Zu erledigende Aufgaben —
1. Gib den Artikel über den deutschen Immobilienmarkt in zwei Sätzen wieder.
2. Beantworte zum Artikel über den deutschen Immobilienmarkt diese Fragen:
(a) Zu welchem Anlass äußern sich die Real-Estate-Experten?
(b) Welche Position hat Francesca Boucard bei Colliers?
(c) Woran zeigt sich die anhaltende Verunsicherung am Investmentmarkt?
3. Prüfe, ob die folgenden Aussagen mit dem Artikel über den deutschen Immobilienmarkt übereinstimmen, und belege jede Antwort mit einem wörtlichen Zitat:
(a) Die Experten sind sich in ihren Einschätzungen zu den Käufergruppen uneinig.
(b) Laut Boucard ist die Transformationsphase des Investmentmarkts abgeschlossen.
(c) Privatanleger werden als weitere Käufergruppe genannt.

Ausländer interessiert an deutschen Immobilien
Weitere Käufergruppe sind Privatanleger. Immobilienexperten sehen Erholungstendenzen.
Zum heutigen Start der Immobilienmesse Expo warten wieder zahlreiche Real-Estate-Experten mit ihren Einschätzungen und Prognosen auf. Einig sind sich die Häuser in ihren Einschätzungen zum deutschen Markt und zu den Käufergruppen.
Fühlen Savills und CBRE dem Immobilieninvestmentmarkt Deutschland den Puls, so erkennen die Spezialisten eine „fragile Erholung“ beziehungsweise eine „graduelle Erholung“. Was dahinter steckt, erläutert Francesca Boucard, Head of Market Intelligence & Foresight bei Colliers: „Der Investmentmarkt ist weiterhin in einer Transformationsphase, in der sich institutionelle Investoren komplexen, zum Teil rasant ändernden geopolitischen und konjunkturellen Entwicklungen gegenübersehen. Die anhaltende Verunsicherung zeigt sich weiterhin deutlich am Ausbleiben großvolumiger Transaktionen.“ Das Vertrauen in Immobilieninvestments kehre jedoch allmählich zurück.

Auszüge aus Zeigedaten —

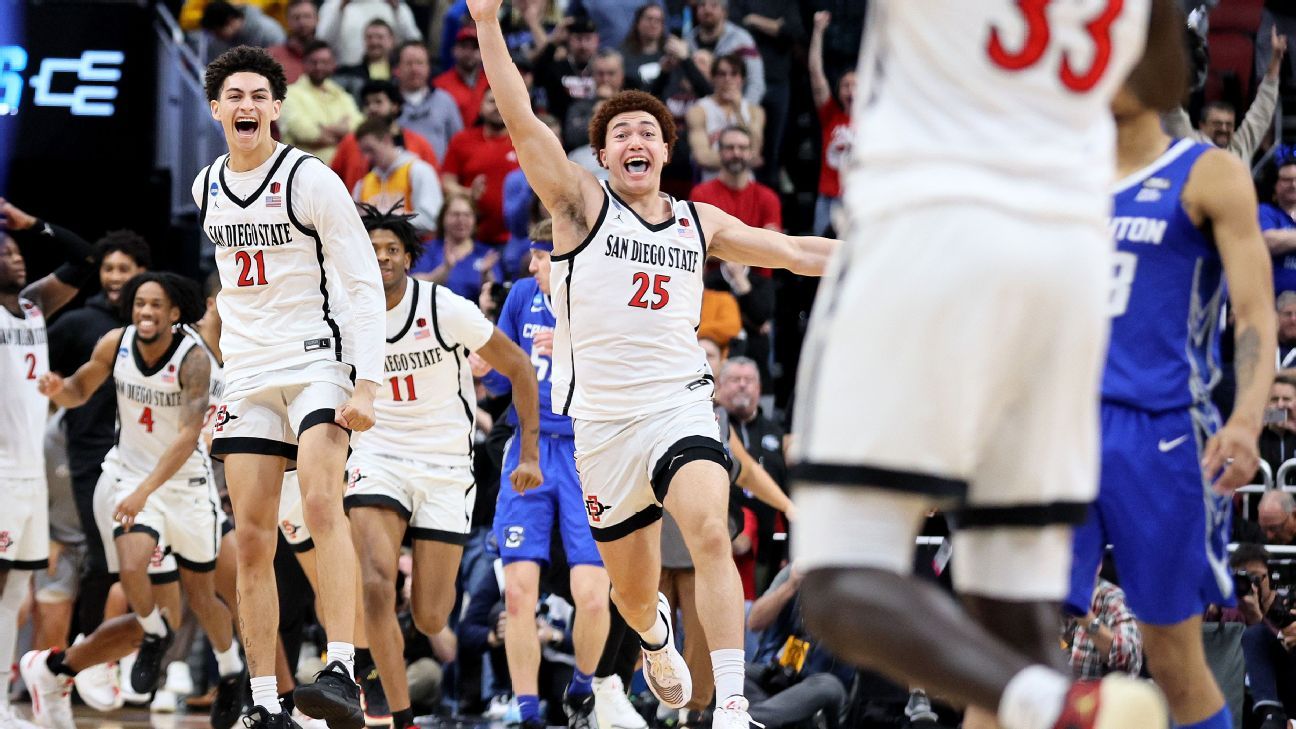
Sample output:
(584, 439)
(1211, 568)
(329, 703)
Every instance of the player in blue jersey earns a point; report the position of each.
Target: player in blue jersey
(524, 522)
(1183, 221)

Lösungen —
1. Zum Start der Immobilienmesse Expo sind sich die Experten in ihren Einschätzungen zum deutschen Markt und zu den Käufergruppen einig, zu denen neben Ausländern auch Privatanleger gehören. Savills und CBRE sehen eine fragile beziehungsweise graduelle Erholung des Investmentmarkts, der laut Colliers weiterhin in einer Transformationsphase steckt, wobei das Vertrauen in Immobilieninvestments allmählich zurückkehrt.

2.
(a) Zum heutigen Start der Immobilienmesse Expo.
(b) Head of Market Intelligence & Foresight.
(c) Am Ausbleiben großvolumiger Transaktionen.

3.
(a) Nein: „Einig sind sich die Häuser in ihren Einschätzungen zum deutschen Markt und zu den Käufergruppen.“
(b) Nein: „Der Investmentmarkt ist weiterhin in einer Transformationsphase“
(c) Ja: „Weitere Käufergruppe sind Privatanleger.“